● INSTRUCTIONS FOR THE TASK
Once you have found the line with "Place a dot on every instance of the palm frond, one" in the records below, retype it and every line after it to the end exactly, with no pictures and nothing more.

● Point localization data
::::::::
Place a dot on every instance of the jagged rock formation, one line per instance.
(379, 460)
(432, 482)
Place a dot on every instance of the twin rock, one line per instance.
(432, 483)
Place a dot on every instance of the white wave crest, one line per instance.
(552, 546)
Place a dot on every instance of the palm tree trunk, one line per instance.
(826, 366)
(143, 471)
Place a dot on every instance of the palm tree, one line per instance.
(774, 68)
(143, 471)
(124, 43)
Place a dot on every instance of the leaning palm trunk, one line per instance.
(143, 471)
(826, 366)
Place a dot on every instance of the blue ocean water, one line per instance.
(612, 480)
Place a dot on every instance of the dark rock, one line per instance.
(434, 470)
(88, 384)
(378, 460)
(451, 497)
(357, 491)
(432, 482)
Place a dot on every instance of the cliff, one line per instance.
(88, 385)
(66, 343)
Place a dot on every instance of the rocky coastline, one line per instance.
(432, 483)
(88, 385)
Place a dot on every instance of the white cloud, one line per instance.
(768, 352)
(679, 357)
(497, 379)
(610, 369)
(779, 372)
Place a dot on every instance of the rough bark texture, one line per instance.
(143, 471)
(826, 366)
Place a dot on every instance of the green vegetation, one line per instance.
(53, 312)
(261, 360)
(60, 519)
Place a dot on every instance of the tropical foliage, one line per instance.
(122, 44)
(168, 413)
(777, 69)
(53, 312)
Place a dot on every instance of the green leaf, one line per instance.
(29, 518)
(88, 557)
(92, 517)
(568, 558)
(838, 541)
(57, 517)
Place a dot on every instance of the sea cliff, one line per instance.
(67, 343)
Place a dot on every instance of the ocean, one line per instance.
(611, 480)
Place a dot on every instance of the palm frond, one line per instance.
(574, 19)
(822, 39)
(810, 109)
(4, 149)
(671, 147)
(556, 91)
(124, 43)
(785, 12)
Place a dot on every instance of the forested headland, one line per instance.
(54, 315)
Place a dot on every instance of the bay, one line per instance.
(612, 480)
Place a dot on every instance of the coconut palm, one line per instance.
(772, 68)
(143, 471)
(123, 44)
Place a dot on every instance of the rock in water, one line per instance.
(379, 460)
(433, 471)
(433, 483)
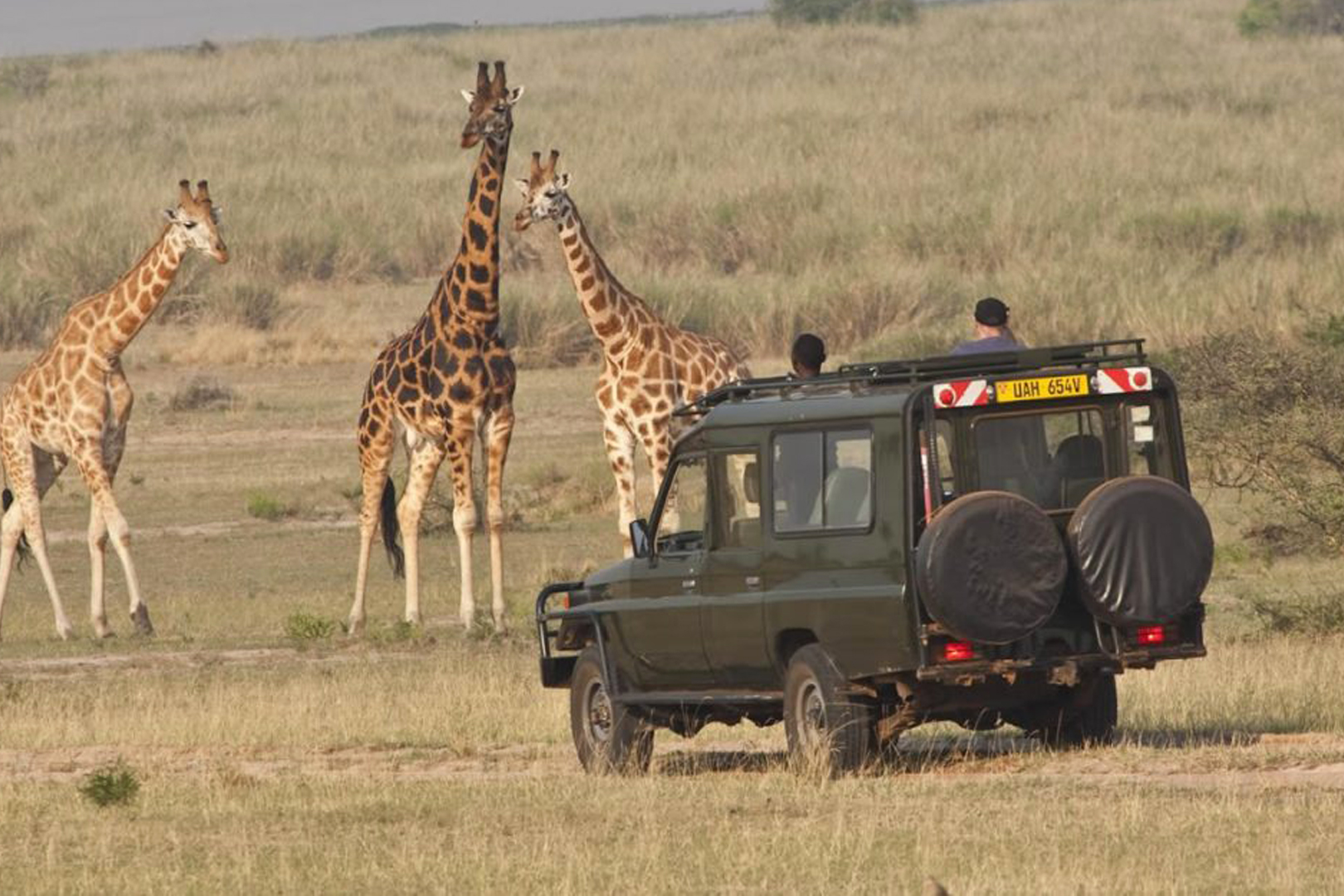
::::::::
● ANSWER TO THE PROBLEM
Place a dot on every instance of the palm frond, one line per instance.
(574, 19)
(822, 39)
(810, 109)
(4, 149)
(671, 147)
(556, 91)
(124, 43)
(785, 12)
Place a dot on every instance of the forested headland, one line per instance.
(54, 315)
Place a dot on every instance of the bay, one line per instance.
(612, 480)
Place a dot on every instance of the coconut palm, one line per instance.
(772, 68)
(143, 471)
(123, 44)
Place a dot on every instance of the rock in water, one line per instance.
(379, 460)
(433, 471)
(433, 483)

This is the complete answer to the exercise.